[What you should do]
Pull every line containing the word "water" from the records.

[Stored entries]
[Start of section]
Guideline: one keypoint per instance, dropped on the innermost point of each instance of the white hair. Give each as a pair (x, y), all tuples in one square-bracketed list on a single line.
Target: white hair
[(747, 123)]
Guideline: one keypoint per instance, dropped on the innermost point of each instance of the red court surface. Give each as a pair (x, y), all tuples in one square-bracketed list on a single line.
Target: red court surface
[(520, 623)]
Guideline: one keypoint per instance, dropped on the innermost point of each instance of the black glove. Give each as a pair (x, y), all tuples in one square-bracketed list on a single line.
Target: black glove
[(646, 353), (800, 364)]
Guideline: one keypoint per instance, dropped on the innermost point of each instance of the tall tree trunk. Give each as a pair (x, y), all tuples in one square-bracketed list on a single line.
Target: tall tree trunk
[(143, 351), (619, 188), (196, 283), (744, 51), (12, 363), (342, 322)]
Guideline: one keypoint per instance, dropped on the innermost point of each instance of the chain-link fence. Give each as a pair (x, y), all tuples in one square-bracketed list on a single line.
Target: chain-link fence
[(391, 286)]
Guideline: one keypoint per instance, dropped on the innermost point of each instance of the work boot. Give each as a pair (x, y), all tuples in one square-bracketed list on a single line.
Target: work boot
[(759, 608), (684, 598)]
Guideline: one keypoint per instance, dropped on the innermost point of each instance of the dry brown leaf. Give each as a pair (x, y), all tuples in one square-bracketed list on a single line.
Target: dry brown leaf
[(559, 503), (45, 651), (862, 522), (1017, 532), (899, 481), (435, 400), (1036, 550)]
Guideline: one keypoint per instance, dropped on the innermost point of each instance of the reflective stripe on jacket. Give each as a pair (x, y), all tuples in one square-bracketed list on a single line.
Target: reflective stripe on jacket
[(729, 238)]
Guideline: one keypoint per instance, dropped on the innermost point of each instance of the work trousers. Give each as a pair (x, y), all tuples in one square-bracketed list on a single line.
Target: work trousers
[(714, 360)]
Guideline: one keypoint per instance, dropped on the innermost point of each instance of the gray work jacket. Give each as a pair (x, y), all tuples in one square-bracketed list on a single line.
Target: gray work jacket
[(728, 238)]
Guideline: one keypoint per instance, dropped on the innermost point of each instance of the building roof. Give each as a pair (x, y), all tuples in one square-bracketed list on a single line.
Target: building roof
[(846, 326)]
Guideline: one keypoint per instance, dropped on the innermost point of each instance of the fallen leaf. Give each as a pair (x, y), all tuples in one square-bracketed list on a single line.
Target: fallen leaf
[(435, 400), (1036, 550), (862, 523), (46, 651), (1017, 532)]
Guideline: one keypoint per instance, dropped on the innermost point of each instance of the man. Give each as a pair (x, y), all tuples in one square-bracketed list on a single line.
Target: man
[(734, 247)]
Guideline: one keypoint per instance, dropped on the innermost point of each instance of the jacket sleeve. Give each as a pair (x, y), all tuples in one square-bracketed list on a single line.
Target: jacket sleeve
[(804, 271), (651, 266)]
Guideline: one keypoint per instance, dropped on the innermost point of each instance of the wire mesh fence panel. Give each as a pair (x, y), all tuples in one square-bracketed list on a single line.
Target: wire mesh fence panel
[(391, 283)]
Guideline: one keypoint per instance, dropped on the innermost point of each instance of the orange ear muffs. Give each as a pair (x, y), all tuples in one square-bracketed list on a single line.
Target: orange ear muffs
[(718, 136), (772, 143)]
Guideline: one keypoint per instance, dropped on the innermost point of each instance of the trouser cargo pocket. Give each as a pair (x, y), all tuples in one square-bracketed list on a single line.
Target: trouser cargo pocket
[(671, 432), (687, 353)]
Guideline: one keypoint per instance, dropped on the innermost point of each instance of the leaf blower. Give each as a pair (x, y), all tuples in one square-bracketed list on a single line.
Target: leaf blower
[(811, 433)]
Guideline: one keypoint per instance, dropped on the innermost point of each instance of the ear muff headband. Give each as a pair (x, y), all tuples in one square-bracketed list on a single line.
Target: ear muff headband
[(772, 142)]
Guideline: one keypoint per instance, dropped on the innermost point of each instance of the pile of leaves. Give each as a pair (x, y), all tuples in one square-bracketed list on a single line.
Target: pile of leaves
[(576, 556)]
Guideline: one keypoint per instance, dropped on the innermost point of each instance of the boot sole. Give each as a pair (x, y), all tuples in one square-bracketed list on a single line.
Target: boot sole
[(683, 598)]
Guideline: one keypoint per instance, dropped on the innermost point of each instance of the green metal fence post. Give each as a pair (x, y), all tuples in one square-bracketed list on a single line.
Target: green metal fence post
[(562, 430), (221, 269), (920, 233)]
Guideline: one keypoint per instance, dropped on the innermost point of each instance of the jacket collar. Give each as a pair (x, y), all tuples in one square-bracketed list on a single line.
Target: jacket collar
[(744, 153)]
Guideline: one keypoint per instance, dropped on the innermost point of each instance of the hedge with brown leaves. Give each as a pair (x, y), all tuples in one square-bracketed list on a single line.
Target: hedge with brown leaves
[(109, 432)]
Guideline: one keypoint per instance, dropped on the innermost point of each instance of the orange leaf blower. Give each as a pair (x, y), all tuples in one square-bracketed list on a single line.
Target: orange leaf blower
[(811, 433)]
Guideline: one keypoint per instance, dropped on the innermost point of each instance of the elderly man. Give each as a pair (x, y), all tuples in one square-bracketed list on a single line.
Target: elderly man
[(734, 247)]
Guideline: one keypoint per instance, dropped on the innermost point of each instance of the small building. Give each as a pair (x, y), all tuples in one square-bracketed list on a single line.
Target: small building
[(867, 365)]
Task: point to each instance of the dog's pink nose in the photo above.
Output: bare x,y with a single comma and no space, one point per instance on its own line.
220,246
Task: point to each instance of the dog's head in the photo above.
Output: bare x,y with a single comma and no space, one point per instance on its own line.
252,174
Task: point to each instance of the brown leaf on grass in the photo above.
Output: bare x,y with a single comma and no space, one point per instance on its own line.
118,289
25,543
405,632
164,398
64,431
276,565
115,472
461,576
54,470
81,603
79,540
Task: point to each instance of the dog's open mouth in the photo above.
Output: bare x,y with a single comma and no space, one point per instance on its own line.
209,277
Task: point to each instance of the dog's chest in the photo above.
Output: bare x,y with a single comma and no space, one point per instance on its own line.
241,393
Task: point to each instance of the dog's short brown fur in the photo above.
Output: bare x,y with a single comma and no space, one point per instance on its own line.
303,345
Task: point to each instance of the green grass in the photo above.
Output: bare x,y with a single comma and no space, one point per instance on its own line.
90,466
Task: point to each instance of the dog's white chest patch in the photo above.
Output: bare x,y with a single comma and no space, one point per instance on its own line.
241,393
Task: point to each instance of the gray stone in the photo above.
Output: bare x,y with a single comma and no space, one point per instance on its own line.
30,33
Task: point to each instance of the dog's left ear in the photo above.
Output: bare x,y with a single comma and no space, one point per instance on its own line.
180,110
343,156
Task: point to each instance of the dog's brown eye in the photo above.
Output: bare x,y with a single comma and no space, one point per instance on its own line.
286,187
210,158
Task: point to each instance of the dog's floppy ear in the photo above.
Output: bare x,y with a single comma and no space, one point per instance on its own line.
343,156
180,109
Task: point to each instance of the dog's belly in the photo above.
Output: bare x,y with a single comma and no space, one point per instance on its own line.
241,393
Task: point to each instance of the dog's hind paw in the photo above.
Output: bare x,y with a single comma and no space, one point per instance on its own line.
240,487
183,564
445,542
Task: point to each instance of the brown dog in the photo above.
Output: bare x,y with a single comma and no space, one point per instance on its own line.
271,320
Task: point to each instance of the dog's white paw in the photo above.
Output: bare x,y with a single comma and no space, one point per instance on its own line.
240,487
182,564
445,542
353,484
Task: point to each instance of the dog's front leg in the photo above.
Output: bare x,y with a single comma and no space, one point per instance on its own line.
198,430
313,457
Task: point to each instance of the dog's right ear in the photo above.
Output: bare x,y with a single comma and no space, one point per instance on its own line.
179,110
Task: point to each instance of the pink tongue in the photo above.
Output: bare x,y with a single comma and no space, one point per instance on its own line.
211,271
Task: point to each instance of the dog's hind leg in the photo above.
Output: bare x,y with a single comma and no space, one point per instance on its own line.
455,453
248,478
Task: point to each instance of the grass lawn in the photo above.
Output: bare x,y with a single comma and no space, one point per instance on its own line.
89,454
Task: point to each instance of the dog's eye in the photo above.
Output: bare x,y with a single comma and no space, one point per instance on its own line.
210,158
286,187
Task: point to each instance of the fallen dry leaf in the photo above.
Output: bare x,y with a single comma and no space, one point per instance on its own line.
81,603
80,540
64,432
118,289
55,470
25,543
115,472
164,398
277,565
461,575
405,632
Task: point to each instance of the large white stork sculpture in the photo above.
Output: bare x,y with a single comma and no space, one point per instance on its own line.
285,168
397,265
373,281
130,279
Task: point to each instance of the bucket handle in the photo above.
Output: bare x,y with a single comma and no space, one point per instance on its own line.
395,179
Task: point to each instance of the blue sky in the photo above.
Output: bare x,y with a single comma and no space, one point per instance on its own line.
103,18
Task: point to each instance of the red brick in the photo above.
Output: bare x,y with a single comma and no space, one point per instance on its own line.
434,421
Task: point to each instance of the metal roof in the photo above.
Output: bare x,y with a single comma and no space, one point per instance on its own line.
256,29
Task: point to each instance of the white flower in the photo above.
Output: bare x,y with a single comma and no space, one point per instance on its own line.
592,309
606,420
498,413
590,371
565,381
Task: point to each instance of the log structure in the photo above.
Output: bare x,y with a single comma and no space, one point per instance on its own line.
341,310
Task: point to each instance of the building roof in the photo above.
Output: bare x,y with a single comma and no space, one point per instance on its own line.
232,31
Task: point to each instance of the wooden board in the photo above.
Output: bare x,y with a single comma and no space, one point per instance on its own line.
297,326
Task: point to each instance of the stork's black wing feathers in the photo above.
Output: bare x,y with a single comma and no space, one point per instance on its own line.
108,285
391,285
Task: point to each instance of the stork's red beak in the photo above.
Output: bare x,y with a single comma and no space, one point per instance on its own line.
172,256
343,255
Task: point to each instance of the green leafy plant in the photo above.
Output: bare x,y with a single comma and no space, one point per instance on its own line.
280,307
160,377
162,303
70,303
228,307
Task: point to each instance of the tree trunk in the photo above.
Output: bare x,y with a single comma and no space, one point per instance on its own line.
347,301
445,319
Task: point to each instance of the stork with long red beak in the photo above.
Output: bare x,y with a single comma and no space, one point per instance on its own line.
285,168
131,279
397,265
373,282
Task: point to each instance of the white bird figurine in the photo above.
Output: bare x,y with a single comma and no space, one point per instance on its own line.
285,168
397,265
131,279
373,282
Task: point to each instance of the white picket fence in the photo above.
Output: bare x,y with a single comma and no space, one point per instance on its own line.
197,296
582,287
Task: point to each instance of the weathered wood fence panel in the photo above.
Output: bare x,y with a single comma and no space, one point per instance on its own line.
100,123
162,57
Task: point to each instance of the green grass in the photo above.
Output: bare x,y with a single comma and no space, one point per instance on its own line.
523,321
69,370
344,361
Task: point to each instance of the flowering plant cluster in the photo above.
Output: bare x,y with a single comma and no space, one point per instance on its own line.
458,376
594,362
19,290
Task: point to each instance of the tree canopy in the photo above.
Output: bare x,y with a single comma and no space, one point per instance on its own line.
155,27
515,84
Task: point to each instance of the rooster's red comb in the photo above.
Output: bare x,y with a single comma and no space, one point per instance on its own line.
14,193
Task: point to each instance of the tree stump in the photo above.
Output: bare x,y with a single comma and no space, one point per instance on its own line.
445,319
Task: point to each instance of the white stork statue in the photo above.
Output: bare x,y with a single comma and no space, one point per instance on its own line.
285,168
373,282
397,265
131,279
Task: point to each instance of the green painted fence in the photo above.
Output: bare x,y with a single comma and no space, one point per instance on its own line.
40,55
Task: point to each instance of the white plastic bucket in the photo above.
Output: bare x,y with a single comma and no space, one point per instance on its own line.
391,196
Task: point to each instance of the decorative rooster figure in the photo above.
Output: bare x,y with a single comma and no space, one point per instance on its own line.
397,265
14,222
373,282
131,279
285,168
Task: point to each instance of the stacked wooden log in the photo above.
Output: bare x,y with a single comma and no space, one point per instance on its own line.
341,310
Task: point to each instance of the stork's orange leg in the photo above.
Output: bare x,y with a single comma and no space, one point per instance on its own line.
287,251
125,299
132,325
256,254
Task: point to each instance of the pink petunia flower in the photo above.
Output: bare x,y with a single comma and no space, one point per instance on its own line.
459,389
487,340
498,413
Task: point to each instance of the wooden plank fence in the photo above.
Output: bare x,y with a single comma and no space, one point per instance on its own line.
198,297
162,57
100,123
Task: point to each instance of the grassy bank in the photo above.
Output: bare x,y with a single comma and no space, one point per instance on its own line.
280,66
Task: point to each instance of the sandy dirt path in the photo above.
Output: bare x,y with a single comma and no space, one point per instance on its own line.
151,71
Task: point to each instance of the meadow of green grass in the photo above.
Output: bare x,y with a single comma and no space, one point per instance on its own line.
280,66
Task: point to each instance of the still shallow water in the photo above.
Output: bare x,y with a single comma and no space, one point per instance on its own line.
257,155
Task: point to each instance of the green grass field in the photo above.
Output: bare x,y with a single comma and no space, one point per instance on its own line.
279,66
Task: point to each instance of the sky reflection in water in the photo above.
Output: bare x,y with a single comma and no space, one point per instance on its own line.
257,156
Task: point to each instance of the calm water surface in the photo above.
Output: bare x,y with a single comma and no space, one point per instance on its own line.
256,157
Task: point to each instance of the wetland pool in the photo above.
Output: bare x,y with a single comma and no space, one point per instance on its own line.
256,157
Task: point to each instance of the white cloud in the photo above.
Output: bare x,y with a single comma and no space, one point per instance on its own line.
[End of section]
[Response to this task]
Task: point to each instance of the still shallow water in the photo above.
Task: point to each instance of the sky reflection in water in the photo above.
Task: point to each instance of the calm water surface in the photo above.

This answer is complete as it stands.